▸ **Tâches à réaliser**
a. Relevez, dans le texte sur la syllabation du français, les titres de tous les ouvrages cités avec un lieu et une année d'édition, en précisant pour chacun l'auteur auquel le texte le rattache.
b. Reprenez le texte sur la syllabation du français à la suite de sa dernière phrase et poursuivez-en la rédaction.

L'aperture et la syllabation phonétique *1

La syllabation française des groupes de consonnes est loin d'être ce que la voudraient
les grammaires et les manuels de phonétique qui continuent à l'enseigner par la règle
traditionnelle “consonne plus liquide s'unissent; tous les autres groupes se divisent
entre les deux consonnes”. Cette règle, héritée du latin, était encore relativement juste
à la fin du moyen âge lorsqu'il n'y avait pas de groupe qui ne commence ou ne finisse
par une liquide, et que l'r était prononcé de la pointe de la langue (cf. l'espagnol
[parəte, aləgo] pour parte, algo). Aujourd'hui, par la chute de l'e muet qui rapproche
deux consonnes alors séparées, et par l'emprunt de quantités de mots, le français s'est
enrichi (hélas!) de nombreux groupes de consonnes sans liquides, qui prennent pied
dans la langue (deux fois hélas!) grâce à la tension articulatoire et surtout à l'influence
de l'orthographe (trois fois hélas!) qui combat victorieusement le génie phonétique
de la langue. Nyrop avait très bien vu cela quand il a écrit: “Il nous paraît que les
Français sont en train d'acquérir peu à peu une plus grande aptitude à prononcer des
groupes de consonnes qui étaient autrefois réservés aux gosiers germaniques” (Manuel
de phonétique du français parlé
, New York, Stechert, 1925, p. 73). Des phonéticiens
osés ont déjà admis quelques groupes sans liquides au rang des groupes unis: Nicolette
Pernot ajoute le groupe [ps] (absent) (Cours pratique de prononciation française,
Ann Arbor, Edwards Bros., 1943, p. 4). M. Grammont ajoute tous les groupes qui
se terminent par une nasale (exemples: admis, augmente, stagnant, hypnotique,
abnégation, technique, atmosphère, calomnie, démener, battement, lendemain, maintenant,
cadenas, déguenillé, nous tenons) (Traité pratique de prononciation française,
Paris, Delagrave, 1938, p. 101). Mais il y a beaucoup d'autres groupes sans liquides
en français, dans les mots (budget, caoutchouc, subvint, capsule, subsiste, objet,
advint, accent, exact, abdique, rupture, acteur, anecdote, galerie, blasphème, dépecer,
gabegie, vaudeville, rapetisse, paquetage, aqueduc, brodequin, diphtongue, presbyte,
masqué, transmis, taffetas, iceberg, troussequin, pansement, acheter, etc.), et dans
les phrases (c'n'est pas d'jeu, il gout'son vin, il n'y a plus d'soupe, etc.). Puisque la
règle traditionnelle est insuffisante pour couvrir tous les cas du français moderne,
nous proposons de chercher ici le principe qui est à la base de la syllabation phonétique
du français. Dans un article précédent (PMLA, LV, 2), nous en avions mentionné
six. Ici, pour ne pas nous éloigner du point de vue pratique, nous nous limiterons
163à un seul, au plus important: la différence d'aperture, et nous omettrons les
renseignements techniques.

▸ **Lignes de données**
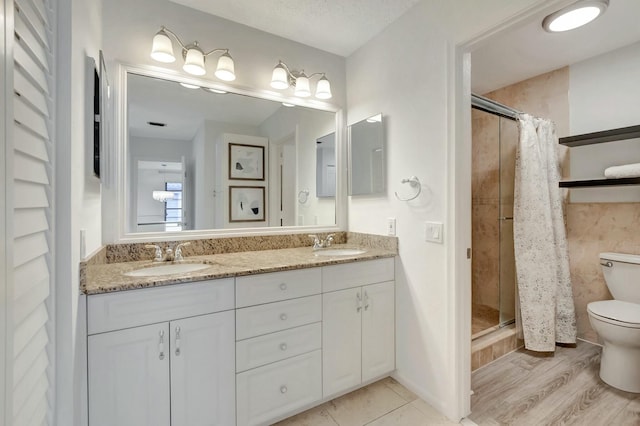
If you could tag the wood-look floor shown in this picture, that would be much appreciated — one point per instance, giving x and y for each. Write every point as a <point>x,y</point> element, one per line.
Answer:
<point>524,389</point>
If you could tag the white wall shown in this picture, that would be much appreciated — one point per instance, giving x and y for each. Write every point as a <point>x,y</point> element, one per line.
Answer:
<point>78,203</point>
<point>405,73</point>
<point>604,94</point>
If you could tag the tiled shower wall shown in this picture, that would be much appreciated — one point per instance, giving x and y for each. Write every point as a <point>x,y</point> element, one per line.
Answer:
<point>592,228</point>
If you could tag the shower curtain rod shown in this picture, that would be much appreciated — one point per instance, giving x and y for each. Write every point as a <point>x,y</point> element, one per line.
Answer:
<point>487,105</point>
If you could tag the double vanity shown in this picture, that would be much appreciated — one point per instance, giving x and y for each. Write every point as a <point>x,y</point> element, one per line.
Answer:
<point>243,338</point>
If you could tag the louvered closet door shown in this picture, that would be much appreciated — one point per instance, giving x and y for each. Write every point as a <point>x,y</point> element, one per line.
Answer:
<point>31,232</point>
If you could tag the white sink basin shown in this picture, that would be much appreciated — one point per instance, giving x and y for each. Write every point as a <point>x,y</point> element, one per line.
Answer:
<point>169,269</point>
<point>339,252</point>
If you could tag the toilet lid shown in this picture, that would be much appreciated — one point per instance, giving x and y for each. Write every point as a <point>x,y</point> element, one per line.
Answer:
<point>616,310</point>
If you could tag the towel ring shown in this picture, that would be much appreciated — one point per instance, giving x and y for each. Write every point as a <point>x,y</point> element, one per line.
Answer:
<point>413,182</point>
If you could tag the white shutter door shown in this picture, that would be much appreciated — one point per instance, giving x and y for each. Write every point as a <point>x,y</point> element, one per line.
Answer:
<point>30,151</point>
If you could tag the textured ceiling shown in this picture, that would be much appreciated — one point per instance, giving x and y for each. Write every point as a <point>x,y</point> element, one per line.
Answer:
<point>336,26</point>
<point>528,50</point>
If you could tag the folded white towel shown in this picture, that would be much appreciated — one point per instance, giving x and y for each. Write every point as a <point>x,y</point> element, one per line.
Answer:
<point>627,170</point>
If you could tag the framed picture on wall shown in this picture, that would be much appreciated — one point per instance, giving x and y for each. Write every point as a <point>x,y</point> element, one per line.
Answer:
<point>246,162</point>
<point>246,204</point>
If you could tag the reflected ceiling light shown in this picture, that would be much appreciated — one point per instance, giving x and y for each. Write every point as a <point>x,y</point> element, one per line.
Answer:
<point>283,77</point>
<point>189,86</point>
<point>162,196</point>
<point>194,57</point>
<point>574,15</point>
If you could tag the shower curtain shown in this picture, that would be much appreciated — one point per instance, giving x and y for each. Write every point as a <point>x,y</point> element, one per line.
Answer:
<point>540,243</point>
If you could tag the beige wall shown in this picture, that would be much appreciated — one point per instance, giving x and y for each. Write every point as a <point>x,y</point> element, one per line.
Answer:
<point>592,228</point>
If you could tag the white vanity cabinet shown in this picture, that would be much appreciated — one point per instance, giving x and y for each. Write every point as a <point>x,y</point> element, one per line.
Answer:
<point>358,328</point>
<point>278,348</point>
<point>163,356</point>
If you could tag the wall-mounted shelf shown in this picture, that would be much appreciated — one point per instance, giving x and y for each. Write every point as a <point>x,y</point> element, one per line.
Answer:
<point>599,182</point>
<point>620,134</point>
<point>601,137</point>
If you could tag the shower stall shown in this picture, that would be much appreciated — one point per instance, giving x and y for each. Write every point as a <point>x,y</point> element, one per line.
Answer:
<point>494,140</point>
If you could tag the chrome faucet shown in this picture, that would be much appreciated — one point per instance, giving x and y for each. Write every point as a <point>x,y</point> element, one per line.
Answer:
<point>170,254</point>
<point>319,243</point>
<point>177,253</point>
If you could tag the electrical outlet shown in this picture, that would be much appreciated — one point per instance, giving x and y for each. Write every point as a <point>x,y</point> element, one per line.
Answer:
<point>391,226</point>
<point>433,232</point>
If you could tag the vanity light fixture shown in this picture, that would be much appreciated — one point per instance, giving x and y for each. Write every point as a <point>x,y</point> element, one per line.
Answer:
<point>575,15</point>
<point>283,77</point>
<point>194,57</point>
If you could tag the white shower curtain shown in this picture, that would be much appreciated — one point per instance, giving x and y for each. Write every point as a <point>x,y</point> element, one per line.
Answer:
<point>542,259</point>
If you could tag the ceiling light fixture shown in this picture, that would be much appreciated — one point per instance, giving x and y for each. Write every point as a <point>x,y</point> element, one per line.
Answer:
<point>574,15</point>
<point>283,77</point>
<point>194,57</point>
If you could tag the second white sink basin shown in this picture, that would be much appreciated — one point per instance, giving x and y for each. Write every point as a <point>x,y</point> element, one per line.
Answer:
<point>339,252</point>
<point>169,269</point>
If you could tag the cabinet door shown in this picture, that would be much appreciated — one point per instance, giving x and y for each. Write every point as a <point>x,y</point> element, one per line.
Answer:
<point>378,330</point>
<point>129,377</point>
<point>341,340</point>
<point>203,370</point>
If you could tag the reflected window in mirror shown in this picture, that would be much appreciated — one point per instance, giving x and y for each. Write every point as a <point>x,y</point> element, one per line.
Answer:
<point>367,157</point>
<point>193,129</point>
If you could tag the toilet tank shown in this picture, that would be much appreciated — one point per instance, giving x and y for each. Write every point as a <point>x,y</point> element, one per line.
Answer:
<point>622,276</point>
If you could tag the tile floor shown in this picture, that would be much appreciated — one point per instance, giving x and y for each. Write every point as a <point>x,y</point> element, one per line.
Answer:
<point>383,403</point>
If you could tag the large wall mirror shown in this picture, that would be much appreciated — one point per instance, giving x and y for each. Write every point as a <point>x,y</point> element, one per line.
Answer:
<point>367,157</point>
<point>198,159</point>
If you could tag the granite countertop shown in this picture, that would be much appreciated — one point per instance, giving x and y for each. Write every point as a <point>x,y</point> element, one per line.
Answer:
<point>109,277</point>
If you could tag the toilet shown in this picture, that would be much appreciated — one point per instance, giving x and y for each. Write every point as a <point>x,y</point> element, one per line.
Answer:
<point>617,321</point>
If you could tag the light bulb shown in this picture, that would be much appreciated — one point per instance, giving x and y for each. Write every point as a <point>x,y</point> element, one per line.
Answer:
<point>323,89</point>
<point>194,61</point>
<point>162,49</point>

▸ **Réponses par tâche**
a.
- *Manuel de phonétique du français parlé* (New York, Stechert, 1925), de Nyrop
- *Cours pratique de prononciation française* (Ann Arbor, Edwards Bros., 1943), de Nicolette Pernot
- *Traité pratique de prononciation française* (Paris, Delagrave, 1938), de M. Grammont

b.
Nous savons qu'il n'y a pas vraiment de limite qui sépare les sons du langage en
voyelles et en consonnes, mais qu'il y a en réalité une échelle ininterrompue de sons
allant des plus ouverts (les plus vocaliques) aux plus fermés (les plus consonantiques).
Toute voyelle est plus ou moins consonantique et toute consonne plus ou moins
vocalique. Puisqu'il en est ainsi, on ne pourra pas étudier les séquences de consonnes
sans s'occuper des voyelles; il faudra étudier les séquences de sons, des plus ouverts
aux plus fermés.

En parlant, on ouvre la bouche quand elle est fermée, puis on la ferme quand elle
est ouverte, et ainsi de suite. M. de la Palice l'aurait dit et M. Jourdan l'aurait compris.
Comme la lumière jaillit par les contrastes, étudions, pour commencer, les séquences
de sons qui produisent les plus grands contrastes d'ouverture et de fermeture. Ces
séquences devront comprendre les voyelles les plus ouvertes (a, o, e) et les consonnes
les plus fermées (p, t, k).

Prenons donc un mot comme départ, et voyons ce qui se passe quand on le prononce
conformément aux habitudes de syllabation française. Dans la séquence é/p, on a
l'impression que la syllabation sépare cruellement les deux sons consécutifs (c'est-àdire
que la voyelle a une tension décroissante, la consonne une tension croissante, et
que le changement de sens de la tension — ce qu'on appelle la coupe syllabique — s'est
produit dans le cours de la transition de la voyelle à la consonne). On remarque en
même temps que la transition de la voyelle à la consonne s'est faite dans un mouvement
fermant. — Faisons un pas en avant. Dans la séquence p/a, on a l'impression
assez nette que la syllabation unit étroitement les deux sons consécutifs. On remarque
en même temps que la transition de la consonne à la voyelle s'est faite dans un
mouvement ouvrant. — Nous avons là, bien entendu, des cas extrêmes de fermeture
et d'ouverture qui correspondent à des impressions des plus nettes de syllabation.
Entre ces deux extrêmes, nous soupçonnons qu'il peut y avoir une infinité de cas
beaucoup moins clairs. Mais il saute aux yeux qu'il doit exister une relation: entre
le sens du mouvement de transition et la syllabation; entre le degré du mouvement
de transition et la syllabation. Pour le confirmer et le préciser, nous ferons appel à ce
qu'on nomme l'aperture.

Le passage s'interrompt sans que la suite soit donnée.